### STORED DATA ###

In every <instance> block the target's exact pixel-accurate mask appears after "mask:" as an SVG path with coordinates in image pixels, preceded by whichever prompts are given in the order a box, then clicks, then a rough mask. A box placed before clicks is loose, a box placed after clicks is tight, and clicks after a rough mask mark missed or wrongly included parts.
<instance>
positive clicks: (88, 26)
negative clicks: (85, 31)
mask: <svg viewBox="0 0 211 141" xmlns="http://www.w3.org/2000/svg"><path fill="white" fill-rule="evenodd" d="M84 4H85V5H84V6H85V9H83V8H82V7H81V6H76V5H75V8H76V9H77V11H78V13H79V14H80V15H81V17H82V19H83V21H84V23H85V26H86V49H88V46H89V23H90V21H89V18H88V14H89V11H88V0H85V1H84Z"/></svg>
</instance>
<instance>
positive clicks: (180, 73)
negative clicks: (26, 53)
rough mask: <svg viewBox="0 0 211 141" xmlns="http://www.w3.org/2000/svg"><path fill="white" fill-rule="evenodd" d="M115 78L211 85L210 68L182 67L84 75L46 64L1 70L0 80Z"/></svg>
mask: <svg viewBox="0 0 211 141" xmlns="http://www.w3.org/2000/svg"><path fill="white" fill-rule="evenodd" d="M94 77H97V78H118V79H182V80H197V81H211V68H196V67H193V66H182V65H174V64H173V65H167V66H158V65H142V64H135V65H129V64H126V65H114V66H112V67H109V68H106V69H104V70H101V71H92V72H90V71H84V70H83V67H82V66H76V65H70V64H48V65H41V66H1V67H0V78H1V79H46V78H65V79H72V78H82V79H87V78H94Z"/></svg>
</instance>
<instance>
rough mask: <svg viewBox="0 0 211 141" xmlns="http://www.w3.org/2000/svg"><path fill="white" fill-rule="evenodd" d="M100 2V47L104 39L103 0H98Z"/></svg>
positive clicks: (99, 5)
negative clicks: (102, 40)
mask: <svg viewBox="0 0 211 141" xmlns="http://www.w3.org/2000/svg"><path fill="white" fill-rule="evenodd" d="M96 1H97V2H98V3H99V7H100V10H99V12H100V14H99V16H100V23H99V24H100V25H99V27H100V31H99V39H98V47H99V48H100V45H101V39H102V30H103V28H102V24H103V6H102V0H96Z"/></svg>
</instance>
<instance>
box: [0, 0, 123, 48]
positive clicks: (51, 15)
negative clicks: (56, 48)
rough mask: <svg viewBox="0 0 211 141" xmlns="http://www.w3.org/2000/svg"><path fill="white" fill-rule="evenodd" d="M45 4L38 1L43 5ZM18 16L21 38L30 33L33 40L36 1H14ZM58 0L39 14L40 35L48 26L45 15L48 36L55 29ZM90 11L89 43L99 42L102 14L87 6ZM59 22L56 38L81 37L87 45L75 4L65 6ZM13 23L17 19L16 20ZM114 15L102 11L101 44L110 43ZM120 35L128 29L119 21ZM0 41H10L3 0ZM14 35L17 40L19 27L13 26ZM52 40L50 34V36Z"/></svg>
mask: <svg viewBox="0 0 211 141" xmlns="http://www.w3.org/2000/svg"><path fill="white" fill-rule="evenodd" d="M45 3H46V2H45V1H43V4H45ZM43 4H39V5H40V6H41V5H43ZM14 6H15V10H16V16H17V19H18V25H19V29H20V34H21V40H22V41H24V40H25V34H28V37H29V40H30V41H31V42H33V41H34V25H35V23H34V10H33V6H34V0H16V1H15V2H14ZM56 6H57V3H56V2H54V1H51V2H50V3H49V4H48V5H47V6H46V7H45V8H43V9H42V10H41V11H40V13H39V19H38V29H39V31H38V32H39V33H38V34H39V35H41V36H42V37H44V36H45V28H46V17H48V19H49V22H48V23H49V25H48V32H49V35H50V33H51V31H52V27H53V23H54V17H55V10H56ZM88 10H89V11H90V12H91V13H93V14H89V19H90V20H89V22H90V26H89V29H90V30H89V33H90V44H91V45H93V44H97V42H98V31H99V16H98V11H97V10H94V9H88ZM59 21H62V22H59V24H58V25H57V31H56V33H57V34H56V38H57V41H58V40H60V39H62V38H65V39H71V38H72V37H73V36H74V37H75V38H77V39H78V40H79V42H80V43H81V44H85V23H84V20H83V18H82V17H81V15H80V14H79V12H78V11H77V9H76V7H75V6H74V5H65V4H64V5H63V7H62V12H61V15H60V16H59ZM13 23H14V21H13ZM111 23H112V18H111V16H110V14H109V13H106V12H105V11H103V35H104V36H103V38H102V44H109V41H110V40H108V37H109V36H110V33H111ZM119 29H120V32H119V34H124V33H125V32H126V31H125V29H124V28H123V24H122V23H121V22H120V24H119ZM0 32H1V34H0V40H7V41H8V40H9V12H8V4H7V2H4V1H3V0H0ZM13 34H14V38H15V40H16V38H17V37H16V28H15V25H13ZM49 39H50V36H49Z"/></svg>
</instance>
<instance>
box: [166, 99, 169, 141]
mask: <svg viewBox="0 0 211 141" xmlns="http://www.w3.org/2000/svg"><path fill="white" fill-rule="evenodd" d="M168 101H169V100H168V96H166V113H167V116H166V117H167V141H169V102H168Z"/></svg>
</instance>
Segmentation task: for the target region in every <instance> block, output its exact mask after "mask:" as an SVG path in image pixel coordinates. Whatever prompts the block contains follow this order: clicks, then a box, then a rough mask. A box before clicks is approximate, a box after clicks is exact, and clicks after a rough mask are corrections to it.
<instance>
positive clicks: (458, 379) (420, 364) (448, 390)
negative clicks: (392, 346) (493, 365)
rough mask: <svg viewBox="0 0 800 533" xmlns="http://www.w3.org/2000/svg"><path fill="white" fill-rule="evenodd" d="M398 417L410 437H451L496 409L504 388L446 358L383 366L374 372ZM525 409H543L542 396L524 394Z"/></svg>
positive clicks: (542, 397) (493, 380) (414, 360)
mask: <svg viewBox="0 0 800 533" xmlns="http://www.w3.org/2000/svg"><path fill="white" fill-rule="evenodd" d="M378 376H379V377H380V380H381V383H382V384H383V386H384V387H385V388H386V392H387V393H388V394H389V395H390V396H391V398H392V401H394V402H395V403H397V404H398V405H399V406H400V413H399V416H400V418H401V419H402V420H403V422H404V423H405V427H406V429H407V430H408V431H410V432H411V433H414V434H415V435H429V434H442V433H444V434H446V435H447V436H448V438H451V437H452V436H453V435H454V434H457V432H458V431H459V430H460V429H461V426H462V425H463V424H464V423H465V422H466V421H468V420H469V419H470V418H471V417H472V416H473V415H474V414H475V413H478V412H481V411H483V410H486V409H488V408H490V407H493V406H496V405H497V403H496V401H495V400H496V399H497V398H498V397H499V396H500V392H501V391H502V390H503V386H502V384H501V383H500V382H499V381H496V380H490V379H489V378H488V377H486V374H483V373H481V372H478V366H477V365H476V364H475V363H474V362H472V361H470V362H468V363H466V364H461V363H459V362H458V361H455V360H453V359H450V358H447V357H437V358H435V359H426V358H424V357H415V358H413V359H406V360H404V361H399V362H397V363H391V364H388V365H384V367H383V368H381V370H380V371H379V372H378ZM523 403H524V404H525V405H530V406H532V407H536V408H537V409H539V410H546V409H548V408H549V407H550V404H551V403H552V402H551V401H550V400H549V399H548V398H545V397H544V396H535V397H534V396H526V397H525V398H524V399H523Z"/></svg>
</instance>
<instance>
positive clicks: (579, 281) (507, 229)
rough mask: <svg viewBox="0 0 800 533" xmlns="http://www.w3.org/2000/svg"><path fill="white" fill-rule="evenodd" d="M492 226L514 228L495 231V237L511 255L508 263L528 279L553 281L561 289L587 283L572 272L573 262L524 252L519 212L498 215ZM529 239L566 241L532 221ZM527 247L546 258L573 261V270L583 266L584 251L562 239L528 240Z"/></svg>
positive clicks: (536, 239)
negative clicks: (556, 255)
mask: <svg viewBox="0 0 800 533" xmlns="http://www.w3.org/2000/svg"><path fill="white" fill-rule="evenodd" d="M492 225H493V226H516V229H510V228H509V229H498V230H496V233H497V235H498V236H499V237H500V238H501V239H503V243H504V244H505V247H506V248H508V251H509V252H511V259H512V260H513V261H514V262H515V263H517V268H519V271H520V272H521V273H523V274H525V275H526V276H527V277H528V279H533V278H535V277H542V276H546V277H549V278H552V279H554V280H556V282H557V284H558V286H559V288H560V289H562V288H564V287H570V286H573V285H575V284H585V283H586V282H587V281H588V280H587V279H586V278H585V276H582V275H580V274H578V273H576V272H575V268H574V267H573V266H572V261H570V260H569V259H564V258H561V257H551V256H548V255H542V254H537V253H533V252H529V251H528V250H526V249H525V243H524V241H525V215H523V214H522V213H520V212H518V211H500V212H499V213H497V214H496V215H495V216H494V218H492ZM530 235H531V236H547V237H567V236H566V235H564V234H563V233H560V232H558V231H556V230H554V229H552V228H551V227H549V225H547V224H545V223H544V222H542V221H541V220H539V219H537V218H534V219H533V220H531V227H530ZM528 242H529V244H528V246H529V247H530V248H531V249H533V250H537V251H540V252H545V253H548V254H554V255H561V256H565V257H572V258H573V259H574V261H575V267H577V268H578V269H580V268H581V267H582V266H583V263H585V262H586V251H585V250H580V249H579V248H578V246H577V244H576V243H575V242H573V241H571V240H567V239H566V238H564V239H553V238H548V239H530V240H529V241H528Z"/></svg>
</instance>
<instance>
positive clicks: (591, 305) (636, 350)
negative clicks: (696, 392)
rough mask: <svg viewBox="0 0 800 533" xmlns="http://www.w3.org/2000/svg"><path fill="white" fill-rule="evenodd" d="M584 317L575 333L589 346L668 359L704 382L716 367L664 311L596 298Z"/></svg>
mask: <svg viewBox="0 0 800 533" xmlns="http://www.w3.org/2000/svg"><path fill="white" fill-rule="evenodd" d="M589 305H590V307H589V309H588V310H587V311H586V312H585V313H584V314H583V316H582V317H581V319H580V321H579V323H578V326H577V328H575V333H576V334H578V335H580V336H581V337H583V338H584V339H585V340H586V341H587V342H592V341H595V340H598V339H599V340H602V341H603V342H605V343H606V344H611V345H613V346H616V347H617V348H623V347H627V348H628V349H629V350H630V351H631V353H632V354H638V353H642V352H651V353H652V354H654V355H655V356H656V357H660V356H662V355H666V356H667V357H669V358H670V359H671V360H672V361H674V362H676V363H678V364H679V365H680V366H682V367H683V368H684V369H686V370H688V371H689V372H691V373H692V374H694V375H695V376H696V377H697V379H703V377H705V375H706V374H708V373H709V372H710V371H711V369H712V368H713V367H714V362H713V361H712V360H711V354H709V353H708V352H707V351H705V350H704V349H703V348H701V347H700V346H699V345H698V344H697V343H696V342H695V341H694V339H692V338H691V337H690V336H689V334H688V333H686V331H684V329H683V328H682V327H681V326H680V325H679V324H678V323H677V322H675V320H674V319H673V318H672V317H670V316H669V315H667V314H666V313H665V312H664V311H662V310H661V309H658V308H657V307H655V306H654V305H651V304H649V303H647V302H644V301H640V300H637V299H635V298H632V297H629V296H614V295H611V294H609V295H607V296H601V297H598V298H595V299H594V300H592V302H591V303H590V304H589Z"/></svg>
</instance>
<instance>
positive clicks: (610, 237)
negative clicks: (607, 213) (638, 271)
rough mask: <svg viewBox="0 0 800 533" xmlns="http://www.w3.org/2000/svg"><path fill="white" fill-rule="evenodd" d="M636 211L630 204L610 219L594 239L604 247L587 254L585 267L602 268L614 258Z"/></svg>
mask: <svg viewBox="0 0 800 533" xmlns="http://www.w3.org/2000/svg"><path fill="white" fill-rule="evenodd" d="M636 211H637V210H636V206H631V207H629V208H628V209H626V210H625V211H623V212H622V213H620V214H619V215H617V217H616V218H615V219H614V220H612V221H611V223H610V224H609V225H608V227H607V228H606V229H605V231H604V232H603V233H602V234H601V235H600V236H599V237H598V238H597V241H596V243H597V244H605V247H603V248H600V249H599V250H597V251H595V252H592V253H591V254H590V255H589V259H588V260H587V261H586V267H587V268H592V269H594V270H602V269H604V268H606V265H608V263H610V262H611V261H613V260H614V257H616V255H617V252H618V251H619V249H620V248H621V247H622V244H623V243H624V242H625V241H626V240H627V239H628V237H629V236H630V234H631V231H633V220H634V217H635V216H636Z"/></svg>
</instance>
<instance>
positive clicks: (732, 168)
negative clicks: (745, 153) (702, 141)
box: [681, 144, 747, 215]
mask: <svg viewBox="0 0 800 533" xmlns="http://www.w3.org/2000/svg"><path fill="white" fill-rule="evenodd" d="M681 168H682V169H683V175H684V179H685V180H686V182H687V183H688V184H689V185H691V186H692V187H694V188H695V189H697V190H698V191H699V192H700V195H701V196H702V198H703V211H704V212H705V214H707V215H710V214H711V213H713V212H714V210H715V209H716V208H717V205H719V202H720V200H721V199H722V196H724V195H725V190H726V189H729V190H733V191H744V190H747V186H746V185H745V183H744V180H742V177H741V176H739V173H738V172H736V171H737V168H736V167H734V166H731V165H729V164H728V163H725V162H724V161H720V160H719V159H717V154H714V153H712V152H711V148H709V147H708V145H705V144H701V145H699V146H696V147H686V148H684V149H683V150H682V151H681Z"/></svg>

###

Each line above that contains the string "order" should be identified and copied.

In every <instance> block the target's exact pixel-accurate mask appears after "mask:" as an SVG path with coordinates in image pixels, preceded by whichever prompts are given in the order a box, then clicks, then a rough mask. A box placed before clicks is loose, a box placed after clicks is tight, and clicks after a rough mask mark missed or wrongly included parts.
Segmentation task: for the target region in every <instance> block, output its exact mask after "mask:" as an SVG path in image pixel coordinates. Whatever prompts the block contains follow this order: clicks, then a box, then a rough mask. A box before clicks is approximate, a box after clicks is exact, and clicks after a rough mask are corrections to it.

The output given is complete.